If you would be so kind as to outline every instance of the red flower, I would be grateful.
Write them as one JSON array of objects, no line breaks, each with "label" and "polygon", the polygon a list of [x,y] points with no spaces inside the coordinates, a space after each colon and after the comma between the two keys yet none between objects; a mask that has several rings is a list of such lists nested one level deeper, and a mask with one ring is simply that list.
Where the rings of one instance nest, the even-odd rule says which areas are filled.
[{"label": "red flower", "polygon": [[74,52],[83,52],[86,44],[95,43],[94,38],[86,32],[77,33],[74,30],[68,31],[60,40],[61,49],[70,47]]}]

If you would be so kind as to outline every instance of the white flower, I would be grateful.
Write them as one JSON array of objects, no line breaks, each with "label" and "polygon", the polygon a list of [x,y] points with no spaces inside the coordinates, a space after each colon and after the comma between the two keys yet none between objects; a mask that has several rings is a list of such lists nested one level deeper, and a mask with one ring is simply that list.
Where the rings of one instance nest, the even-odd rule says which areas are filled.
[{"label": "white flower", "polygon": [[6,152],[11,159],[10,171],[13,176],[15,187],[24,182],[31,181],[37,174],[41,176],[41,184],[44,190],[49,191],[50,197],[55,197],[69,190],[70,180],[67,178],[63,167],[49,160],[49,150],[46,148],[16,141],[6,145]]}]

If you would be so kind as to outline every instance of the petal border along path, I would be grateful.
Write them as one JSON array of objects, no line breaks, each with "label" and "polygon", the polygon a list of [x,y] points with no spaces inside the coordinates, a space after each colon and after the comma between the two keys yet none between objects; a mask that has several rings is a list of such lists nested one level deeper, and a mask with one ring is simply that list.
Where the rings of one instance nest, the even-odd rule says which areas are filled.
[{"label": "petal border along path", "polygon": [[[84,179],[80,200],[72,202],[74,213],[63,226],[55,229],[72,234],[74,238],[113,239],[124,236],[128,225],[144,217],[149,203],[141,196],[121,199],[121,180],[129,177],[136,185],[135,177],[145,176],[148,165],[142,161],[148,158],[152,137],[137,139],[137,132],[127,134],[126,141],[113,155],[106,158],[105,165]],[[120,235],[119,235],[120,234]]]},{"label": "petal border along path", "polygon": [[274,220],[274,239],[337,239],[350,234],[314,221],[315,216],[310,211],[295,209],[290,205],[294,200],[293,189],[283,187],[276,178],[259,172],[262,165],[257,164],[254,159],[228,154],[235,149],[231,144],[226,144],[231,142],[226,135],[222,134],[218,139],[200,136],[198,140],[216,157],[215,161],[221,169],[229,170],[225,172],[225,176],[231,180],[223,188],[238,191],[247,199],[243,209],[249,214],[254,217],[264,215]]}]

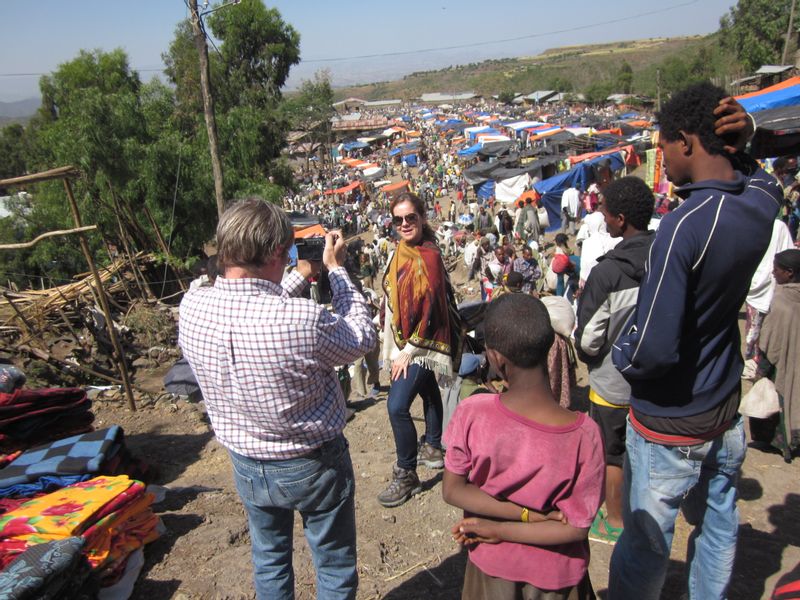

» **WHAT IS REQUIRED**:
Among the lines of the preceding listing, count those that contain the string "every"; state the count and nothing further.

» **OUTPUT OF THE EXERCISE**:
3